▸ **PROBLEM A**: In the records below, begin at the line that contains "Reviewer note: see that each instance of the black" and continue through the end of the records. Reproduce only those lines, replacing "black dress shoe" with "leather dress shoe" and leaving everything else unchanged.

The present disclosure relates to methods of producing base stock, paraffinic diesel, and wax product by hydro-dealkylation of hydrocarbon feedstocks having a paraffin to ring compound ratio in the vacuum gas boiling range of about 650° F. (340° C.) to 1050° F. (565° C.) of greater than 0.2.


BACKGROUND

Light crude oil such as tight oils with 35-55 API have comparatively low levels of refinery contaminants including metals, sulfur, and nitrogen. As a hydrocarbon feedstock, this type of crude can produce process intermediates with minimal processing useful in fuels, lubes and wax applications. In certain circumstances, additional processing such as hydroconversion, cracking, treating and/or extraction is needed to convert crude to refinery product streams. The problem is that certain crudes, such as light tight oil crude, are not directly suitable for high tier product applications such as paraffinic diesel and high-quality base stocks (Group III and/or Group III+) because of the presence of contaminants and insufficient native paraffin content.

(Dataset records on the locations of objects)
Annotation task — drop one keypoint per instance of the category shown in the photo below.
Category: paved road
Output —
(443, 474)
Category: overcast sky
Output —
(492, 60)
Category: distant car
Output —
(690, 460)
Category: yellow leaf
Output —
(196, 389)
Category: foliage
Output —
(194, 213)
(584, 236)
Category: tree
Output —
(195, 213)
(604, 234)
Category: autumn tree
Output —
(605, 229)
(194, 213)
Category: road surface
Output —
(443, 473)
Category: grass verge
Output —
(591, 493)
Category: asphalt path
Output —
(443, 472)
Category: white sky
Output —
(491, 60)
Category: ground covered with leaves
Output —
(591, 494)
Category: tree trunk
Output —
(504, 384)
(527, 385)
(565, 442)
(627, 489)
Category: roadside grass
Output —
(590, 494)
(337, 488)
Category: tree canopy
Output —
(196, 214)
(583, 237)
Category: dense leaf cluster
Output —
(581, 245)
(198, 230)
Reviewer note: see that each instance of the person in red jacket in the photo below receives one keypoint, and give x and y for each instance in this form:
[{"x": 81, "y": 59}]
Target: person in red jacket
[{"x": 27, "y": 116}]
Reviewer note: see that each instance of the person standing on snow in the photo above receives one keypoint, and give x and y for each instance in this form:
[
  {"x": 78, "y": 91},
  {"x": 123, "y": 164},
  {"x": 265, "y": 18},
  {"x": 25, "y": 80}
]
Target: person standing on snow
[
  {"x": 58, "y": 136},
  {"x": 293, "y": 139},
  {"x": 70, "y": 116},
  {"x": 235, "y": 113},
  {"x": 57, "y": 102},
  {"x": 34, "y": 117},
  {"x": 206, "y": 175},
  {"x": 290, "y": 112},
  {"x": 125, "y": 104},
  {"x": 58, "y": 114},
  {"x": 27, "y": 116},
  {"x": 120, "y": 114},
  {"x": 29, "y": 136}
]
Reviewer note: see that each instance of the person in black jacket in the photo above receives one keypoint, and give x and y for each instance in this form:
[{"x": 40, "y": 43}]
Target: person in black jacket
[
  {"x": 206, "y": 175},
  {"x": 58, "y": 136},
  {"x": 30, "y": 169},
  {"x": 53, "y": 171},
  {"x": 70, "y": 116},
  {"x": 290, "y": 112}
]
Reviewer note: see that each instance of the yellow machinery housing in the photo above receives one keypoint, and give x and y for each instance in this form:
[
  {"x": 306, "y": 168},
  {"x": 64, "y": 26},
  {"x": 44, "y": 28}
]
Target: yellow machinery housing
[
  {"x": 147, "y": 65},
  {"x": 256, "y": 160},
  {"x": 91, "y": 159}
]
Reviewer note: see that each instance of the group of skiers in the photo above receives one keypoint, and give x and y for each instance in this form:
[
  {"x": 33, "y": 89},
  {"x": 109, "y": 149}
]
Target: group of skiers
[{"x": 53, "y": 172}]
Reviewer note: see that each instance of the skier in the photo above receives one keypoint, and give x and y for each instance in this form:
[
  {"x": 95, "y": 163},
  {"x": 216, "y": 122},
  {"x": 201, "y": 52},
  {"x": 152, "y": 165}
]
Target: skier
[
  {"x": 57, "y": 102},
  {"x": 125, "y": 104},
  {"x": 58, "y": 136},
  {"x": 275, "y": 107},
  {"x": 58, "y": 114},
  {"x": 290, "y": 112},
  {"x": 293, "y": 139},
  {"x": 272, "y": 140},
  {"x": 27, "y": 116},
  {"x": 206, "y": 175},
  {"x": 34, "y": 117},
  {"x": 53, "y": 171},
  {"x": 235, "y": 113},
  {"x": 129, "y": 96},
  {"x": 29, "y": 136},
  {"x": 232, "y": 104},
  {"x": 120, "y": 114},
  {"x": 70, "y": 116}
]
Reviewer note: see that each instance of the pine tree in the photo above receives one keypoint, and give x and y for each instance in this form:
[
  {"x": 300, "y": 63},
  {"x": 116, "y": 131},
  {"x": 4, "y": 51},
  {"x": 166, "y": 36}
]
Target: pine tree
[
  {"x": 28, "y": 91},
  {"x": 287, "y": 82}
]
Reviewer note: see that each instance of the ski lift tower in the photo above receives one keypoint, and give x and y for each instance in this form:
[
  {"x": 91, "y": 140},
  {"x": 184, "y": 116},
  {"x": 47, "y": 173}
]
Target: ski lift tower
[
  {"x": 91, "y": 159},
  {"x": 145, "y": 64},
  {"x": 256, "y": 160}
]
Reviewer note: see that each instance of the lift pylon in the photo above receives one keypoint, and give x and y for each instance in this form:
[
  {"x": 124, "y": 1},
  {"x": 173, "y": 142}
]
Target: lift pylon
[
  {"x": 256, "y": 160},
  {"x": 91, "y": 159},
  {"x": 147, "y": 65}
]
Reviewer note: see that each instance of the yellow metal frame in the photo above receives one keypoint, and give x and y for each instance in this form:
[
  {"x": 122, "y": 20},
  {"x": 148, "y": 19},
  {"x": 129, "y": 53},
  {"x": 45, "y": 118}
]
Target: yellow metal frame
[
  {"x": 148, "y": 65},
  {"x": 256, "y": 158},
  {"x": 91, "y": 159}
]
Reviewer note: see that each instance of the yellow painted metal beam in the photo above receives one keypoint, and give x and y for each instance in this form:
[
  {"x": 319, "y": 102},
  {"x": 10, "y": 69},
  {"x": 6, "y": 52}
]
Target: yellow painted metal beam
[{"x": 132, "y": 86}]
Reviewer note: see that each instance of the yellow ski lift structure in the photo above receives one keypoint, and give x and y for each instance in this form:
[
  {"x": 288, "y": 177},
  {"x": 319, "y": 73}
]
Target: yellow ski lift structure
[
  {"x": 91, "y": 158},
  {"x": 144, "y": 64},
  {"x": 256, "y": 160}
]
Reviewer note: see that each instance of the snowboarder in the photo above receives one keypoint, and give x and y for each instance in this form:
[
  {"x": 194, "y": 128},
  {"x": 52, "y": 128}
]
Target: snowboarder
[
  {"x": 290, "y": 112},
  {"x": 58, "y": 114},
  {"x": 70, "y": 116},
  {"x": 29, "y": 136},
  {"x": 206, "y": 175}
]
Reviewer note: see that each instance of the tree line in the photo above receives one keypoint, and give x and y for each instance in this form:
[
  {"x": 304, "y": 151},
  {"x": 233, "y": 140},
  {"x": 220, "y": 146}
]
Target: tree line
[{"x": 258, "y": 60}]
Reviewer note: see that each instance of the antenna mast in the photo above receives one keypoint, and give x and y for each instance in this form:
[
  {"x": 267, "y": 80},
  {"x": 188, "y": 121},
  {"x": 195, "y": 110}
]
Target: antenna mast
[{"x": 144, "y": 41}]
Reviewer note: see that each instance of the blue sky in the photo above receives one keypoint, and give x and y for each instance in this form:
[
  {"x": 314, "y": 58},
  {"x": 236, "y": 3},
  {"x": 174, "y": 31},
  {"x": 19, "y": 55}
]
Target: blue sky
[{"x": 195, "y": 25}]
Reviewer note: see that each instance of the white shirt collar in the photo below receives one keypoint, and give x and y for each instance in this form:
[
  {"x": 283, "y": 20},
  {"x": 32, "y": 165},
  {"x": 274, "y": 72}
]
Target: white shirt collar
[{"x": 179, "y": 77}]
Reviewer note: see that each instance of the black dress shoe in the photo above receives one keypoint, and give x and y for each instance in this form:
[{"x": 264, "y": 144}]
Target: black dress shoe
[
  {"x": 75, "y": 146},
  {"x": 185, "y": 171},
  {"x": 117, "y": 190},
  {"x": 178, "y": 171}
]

▸ **PROBLEM B**: Reproduce the passage on hydro-dealkylation of hydrocarbon feedstocks word for word, from start to finish.

▸ **COMPLETE ANSWER A**:
Reviewer note: see that each instance of the leather dress shoe in the photo above receives one keypoint, and give x and y for each instance in this form:
[{"x": 264, "y": 144}]
Target: leather dress shoe
[
  {"x": 75, "y": 146},
  {"x": 185, "y": 171},
  {"x": 117, "y": 190},
  {"x": 178, "y": 171}
]

▸ **COMPLETE ANSWER B**:
The present disclosure relates to methods of producing base stock, paraffinic diesel, and wax product by hydro-dealkylation of hydrocarbon feedstocks having a paraffin to ring compound ratio in the vacuum gas boiling range of about 650° F. (340° C.) to 1050° F. (565° C.) of greater than 0.2.


BACKGROUND

Light crude oil such as tight oils with 35-55 API have comparatively low levels of refinery contaminants including metals, sulfur, and nitrogen. As a hydrocarbon feedstock, this type of crude can produce process intermediates with minimal processing useful in fuels, lubes and wax applications. In certain circumstances, additional processing such as hydroconversion, cracking, treating and/or extraction is needed to convert crude to refinery product streams. The problem is that certain crudes, such as light tight oil crude, are not directly suitable for high tier product applications such as paraffinic diesel and high-quality base stocks (Group III and/or Group III+) because of the presence of contaminants and insufficient native paraffin content.